* **GIVEN REQUEST**: Turn the items from the line with "Could you please locate the woman's" to the line with "[286,103,362,157]", both included, into a JSON list of strings with one string per line, leaving out any blank lines.

* **SOURCE MATERIAL**:
--------------------
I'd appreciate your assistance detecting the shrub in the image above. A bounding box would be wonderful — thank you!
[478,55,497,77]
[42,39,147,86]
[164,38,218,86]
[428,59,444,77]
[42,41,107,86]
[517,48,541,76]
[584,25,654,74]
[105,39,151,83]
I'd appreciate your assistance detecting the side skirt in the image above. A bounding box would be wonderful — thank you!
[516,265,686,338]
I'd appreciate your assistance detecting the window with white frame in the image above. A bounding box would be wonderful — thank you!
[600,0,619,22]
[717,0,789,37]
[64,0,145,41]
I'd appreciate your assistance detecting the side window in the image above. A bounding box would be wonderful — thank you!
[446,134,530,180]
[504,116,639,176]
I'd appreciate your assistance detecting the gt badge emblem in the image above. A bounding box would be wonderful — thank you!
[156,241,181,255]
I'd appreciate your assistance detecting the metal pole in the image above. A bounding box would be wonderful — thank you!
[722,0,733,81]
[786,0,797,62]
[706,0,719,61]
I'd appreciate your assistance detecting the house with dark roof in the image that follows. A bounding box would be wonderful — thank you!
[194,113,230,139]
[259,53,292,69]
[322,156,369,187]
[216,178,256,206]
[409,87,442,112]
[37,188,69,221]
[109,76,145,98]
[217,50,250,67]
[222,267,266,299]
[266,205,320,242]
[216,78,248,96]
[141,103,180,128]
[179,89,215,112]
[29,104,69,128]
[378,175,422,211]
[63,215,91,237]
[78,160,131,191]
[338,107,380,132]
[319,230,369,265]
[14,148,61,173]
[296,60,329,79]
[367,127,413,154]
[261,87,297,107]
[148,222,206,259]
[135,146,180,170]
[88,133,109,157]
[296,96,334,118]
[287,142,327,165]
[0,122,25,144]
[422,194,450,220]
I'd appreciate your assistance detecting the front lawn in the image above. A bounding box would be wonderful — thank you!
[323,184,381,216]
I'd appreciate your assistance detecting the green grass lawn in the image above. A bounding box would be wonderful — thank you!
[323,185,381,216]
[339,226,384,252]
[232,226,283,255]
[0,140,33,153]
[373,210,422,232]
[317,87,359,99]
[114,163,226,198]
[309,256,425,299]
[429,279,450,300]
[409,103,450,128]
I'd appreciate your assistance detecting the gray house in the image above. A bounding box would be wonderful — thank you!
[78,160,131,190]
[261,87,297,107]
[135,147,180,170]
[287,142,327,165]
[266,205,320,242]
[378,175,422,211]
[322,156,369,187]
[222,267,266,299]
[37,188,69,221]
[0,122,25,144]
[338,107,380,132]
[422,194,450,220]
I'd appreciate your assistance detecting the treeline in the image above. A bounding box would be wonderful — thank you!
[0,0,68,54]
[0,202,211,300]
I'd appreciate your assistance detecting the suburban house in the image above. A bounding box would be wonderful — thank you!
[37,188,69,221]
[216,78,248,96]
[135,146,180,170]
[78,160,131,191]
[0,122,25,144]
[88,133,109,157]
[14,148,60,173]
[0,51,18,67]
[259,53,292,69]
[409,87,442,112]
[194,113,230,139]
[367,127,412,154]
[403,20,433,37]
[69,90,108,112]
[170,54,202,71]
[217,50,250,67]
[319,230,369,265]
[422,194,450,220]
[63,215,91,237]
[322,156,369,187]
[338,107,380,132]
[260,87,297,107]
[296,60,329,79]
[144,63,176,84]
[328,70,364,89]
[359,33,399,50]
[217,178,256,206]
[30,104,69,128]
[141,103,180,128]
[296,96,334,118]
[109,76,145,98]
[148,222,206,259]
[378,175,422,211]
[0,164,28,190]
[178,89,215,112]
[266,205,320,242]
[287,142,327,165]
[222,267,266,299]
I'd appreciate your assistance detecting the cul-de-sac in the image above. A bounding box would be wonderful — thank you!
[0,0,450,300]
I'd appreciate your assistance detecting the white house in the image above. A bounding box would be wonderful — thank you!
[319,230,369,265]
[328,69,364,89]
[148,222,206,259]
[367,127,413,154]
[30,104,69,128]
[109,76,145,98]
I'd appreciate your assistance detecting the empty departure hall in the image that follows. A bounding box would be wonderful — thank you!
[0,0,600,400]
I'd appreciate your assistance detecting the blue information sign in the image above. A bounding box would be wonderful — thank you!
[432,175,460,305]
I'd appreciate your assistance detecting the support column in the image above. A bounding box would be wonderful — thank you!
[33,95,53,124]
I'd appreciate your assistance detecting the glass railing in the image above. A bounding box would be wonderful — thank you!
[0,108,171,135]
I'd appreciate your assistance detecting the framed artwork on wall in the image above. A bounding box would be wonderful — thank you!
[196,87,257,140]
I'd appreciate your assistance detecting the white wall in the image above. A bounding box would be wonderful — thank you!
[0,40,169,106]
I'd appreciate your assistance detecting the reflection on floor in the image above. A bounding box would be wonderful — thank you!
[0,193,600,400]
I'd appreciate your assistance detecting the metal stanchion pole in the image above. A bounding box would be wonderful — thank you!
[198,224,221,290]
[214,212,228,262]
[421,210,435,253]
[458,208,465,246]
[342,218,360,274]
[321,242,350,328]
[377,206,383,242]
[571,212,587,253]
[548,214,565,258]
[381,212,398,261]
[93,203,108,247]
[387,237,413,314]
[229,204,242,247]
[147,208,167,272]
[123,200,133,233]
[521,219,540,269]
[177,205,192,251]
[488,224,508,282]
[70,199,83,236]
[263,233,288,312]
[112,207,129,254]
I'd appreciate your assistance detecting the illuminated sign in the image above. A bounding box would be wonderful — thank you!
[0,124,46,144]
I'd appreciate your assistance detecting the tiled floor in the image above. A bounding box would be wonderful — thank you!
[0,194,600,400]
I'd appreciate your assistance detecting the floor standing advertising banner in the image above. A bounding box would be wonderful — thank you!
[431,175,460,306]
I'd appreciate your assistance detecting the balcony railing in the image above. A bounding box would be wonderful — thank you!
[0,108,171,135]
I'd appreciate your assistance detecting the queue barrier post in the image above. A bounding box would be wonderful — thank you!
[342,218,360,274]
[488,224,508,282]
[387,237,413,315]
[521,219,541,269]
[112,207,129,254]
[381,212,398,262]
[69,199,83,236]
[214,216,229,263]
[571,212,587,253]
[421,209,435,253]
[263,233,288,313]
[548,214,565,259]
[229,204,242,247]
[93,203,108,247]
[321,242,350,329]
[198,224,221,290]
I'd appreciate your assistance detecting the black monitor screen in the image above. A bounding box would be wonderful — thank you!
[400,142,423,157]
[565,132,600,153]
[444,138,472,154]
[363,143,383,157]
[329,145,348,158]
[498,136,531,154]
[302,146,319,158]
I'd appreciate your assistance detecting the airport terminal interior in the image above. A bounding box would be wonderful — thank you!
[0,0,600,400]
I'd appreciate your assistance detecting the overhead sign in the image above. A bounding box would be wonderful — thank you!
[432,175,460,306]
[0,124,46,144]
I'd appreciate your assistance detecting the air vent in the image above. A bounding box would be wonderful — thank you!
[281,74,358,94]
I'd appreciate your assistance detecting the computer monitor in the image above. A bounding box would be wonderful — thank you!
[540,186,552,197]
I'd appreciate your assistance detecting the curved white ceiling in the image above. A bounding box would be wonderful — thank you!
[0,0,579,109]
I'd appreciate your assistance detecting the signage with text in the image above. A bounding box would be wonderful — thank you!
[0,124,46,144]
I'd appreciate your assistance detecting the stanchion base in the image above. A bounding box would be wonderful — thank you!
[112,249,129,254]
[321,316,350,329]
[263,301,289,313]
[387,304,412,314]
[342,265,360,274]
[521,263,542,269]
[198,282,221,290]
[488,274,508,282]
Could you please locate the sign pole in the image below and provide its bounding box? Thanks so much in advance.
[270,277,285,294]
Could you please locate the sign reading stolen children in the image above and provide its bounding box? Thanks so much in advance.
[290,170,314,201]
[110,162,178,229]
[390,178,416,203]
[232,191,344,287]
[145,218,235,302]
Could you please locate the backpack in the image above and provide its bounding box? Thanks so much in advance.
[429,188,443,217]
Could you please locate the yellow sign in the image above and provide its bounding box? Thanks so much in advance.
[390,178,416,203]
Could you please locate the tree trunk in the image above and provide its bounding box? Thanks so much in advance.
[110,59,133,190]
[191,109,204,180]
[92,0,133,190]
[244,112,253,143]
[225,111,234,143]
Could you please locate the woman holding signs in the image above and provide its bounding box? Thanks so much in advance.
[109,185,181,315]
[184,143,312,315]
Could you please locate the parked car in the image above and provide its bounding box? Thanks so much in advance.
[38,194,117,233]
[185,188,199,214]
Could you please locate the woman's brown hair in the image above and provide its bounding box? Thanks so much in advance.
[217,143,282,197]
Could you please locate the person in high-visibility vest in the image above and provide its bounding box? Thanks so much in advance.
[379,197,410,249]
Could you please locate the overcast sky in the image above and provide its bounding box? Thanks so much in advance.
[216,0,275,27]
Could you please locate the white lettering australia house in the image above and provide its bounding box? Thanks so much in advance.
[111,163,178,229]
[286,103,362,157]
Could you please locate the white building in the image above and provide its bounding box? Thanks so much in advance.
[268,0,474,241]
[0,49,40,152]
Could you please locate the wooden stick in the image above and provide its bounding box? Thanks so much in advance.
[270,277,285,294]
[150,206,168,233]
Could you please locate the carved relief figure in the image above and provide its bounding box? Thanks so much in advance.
--------------------
* **EXERCISE ANSWER**:
[
  "Could you please locate the woman's brown hair in the image above and provide its bounding box? Thanks so much in advance.",
  "[217,143,282,197]",
  "Could you please locate the person in high-visibility vest in the image above and provide its bounding box? Thanks so much in advance.",
  "[379,197,410,249]",
  "Could you please locate the overcast sky in the image above and provide its bounding box? Thanks so much in advance.",
  "[216,0,275,27]",
  "Could you please locate the white lettering australia house in the image above and provide its bounding box? Thanks so much in advance.",
  "[111,163,178,229]",
  "[286,103,362,157]"
]